** Opening Passage for review block **
Football and CTE
November 27, 2017 § 3 Comments
This past weekend was Grey Cup weekend in Canada. The Toronto Argonauts and the Calgary Stampeders met at TD Place Stadium in the Nation’s Capital. The Argos won 27-24 in another classic. In the lead up to the game, Canadian Football League Commissioner Randy Ambrosie declared that ‘we don’t know‘ if there is a connection between CTE and football. Around this time last year, the former CFL Commissioner Jeffrey Orridge said the same thing and was roundly criticized. Ambrosie is being suitably raked over the coals.
But here’s the thing, Ambrosie should know better. He is a former CFL player himself, he was a lineman for the Stampeders, Argonauts, and Edmonton Eskimos (why no one protests this name is beyond me). Ironically, he retired due to injuries. And he should know about the damage done to his own body by the game. I am certainly aware of what football did to my body, between the cranky knees, shoulders, and, of course, the concussions (added to, of course, by hockey, where I played goalie).
More to the point, it looks pretty damn likely that there is a connection between football and CTE. This is just media one story from this past summer (out of many) that reports on a study that found that 88% of brains donated by now-deceased former football players had some form of CTE. CTE was also more prevalent in former professional players, as compared, to, say, high school players.
This is not complete proof positive of the link between football and CTE because CTE can only be diagnosed after death, and so far, studies have concluded nothing more than the commonality of the disease being present in the brains of former football players, as opposed to those who did not play. But this isn’t a direct proof. But, recent research has found that it may be possible to determine the presence of CTE in the brains of the living. This may allow researchers to positively correlate football and CTE.
But, we are not there yet. Nonetheless, Ambrosie’s comments are asinine at best, recklessly dangerous at worst. And, either way, profoundly stupid.
The CFL has done a lot of good to reduce the stress on players’ bodies, from adding a 3rd bye-week during the season to banning full-contact practices. But, it is still the subject of a class-action lawsuit focusing on brain damage (in this light, Ambrosie’s comments make some sense, but the better thing to have done would’ve been to deflect the question).
But Ambrosie’s statements last week threaten to undo that. We should all expect better from the Canadian Football League.
** Closing Passage for review block **
** Opening Supplied information block **
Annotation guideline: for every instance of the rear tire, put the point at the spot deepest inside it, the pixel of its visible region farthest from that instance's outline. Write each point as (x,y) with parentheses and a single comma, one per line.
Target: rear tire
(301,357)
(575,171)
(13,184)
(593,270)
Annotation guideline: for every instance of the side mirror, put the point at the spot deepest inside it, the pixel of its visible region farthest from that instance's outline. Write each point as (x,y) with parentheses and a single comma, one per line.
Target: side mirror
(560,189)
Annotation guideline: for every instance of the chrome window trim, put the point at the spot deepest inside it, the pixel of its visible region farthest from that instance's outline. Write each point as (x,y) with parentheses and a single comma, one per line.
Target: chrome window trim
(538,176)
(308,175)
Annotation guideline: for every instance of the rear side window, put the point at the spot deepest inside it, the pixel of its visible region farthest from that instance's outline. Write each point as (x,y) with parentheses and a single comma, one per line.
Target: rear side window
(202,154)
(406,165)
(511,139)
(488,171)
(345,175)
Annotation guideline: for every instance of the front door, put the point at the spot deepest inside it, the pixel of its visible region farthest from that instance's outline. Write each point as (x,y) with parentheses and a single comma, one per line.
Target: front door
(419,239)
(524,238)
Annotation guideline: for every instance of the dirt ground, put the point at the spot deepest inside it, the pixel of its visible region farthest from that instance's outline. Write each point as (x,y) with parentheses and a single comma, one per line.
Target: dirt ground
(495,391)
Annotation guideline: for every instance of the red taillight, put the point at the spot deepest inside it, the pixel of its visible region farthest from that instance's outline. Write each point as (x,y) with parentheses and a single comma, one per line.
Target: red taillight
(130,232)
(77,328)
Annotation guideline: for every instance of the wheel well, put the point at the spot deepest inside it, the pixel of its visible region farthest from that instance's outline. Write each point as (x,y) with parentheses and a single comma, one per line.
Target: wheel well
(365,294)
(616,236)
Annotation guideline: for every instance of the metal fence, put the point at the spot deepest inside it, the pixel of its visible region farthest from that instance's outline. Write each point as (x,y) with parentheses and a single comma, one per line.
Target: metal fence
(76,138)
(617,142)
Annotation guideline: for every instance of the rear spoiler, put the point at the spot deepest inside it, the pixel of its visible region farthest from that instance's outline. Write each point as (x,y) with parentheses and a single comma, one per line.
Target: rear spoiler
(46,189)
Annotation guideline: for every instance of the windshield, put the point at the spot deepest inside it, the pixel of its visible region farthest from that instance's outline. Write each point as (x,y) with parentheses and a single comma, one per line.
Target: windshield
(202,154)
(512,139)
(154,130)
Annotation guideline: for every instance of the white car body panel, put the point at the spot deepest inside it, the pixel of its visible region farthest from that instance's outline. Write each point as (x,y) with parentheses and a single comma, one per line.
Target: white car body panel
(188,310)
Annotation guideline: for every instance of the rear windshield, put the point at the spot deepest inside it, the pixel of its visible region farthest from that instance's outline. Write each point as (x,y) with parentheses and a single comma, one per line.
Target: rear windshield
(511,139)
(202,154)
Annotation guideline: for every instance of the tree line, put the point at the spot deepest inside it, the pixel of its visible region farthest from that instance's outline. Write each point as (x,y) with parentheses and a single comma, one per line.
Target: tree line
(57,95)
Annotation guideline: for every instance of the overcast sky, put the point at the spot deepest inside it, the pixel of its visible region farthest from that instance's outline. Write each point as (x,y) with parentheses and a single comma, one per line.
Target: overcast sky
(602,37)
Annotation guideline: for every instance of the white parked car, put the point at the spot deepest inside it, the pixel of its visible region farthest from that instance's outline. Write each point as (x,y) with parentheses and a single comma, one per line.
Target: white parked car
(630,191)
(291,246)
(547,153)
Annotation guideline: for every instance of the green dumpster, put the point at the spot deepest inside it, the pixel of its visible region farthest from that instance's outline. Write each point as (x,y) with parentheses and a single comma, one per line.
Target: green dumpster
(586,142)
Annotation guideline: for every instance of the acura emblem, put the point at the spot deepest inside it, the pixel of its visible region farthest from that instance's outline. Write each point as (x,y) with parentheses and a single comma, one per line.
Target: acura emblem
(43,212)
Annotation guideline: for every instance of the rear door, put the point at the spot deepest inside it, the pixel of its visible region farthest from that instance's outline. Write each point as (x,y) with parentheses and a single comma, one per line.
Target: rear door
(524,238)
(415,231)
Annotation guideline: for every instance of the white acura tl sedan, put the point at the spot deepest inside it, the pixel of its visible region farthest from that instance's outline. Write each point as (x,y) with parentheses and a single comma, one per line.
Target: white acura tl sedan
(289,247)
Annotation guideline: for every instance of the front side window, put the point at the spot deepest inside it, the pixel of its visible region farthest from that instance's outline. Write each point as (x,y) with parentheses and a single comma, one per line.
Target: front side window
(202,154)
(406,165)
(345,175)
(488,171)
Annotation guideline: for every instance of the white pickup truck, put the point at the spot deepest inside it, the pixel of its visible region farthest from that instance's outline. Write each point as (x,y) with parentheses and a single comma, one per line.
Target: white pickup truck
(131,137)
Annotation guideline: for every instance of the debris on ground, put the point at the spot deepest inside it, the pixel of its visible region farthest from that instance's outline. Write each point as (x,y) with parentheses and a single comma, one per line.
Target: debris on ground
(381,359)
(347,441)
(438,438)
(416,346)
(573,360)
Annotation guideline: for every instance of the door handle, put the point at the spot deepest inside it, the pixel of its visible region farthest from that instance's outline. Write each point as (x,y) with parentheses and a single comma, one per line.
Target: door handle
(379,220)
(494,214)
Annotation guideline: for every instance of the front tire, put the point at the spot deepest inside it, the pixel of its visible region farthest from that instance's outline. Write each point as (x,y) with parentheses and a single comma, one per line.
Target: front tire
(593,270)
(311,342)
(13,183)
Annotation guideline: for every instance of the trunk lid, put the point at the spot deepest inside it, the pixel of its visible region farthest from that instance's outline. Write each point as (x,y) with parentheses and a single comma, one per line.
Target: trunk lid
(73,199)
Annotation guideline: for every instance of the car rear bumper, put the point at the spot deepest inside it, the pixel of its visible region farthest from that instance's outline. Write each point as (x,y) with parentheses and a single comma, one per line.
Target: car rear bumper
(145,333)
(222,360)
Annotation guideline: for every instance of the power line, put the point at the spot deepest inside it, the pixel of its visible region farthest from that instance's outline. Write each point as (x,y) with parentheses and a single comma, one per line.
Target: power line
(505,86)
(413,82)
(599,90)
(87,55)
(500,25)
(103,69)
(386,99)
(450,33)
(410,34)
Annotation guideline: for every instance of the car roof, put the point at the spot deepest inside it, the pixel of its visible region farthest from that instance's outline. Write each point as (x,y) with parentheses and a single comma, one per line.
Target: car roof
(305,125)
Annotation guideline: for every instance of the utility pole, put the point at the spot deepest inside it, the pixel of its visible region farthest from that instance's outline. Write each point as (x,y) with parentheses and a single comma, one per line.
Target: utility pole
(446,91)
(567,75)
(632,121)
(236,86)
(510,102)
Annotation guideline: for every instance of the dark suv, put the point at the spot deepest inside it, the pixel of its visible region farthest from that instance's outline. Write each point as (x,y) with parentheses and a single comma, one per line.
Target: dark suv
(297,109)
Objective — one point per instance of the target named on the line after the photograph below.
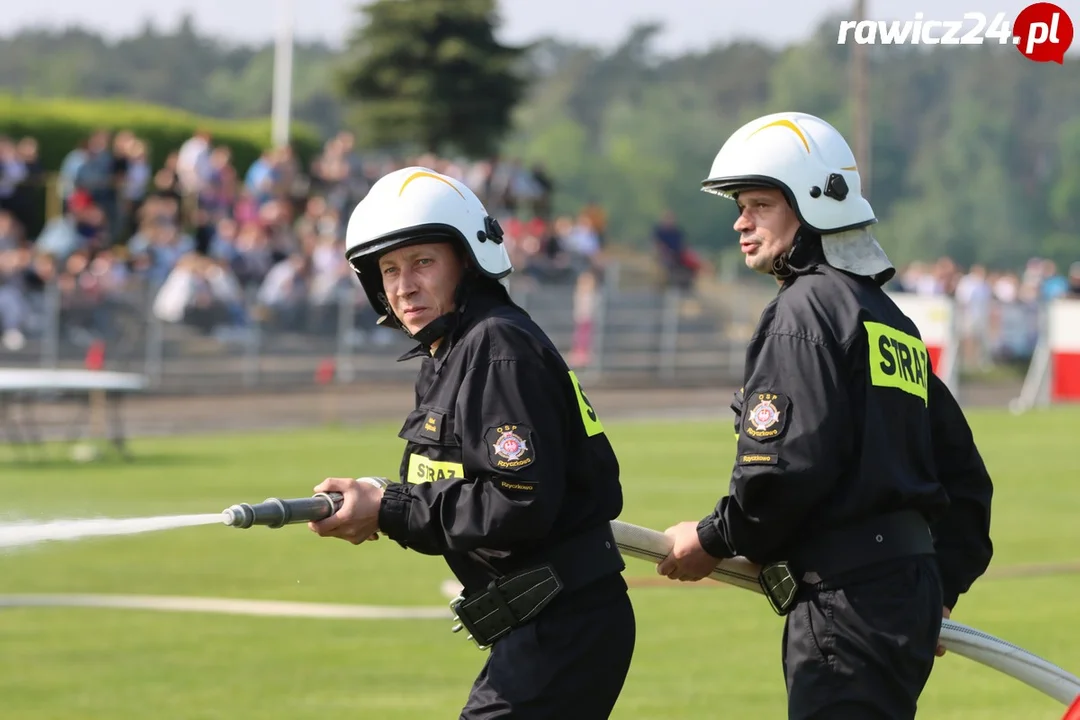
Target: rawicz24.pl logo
(1041, 31)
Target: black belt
(514, 599)
(824, 557)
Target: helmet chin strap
(805, 253)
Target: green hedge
(58, 124)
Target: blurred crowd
(214, 246)
(196, 241)
(997, 311)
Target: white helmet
(811, 163)
(416, 205)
** Closing Supplied information block **
* [Assigned task 1] Condense the paragraph of the post on football and CTE that begins "The CFL has done a lot of good," keeping its main facts.
* [Assigned task 2] Return the portion of the post on football and CTE between "This is not" and "way, profoundly stupid.", inclusive.
These data have no connection to the post on football and CTE.

* [Task solution 1] The CFL has eased the strain on players' bodies by adding a third bye week during the season and banning full-contact practices. Still, it faces a class-action lawsuit over brain damage. Seen that way, Ambrosie's comments make some sense, but deflecting the question would have been better.

* [Task solution 2]
This is not complete proof positive of the link between football and CTE because CTE can only be diagnosed after death, and so far, studies have concluded nothing more than the commonality of the disease being present in the brains of former football players, as opposed to those who did not play. But this isn’t a direct proof. But, recent research has found that it may be possible to determine the presence of CTE in the brains of the living. This may allow researchers to positively correlate football and CTE.
But, we are not there yet. Nonetheless, Ambrosie’s comments are asinine at best, recklessly dangerous at worst. And, either way, profoundly stupid.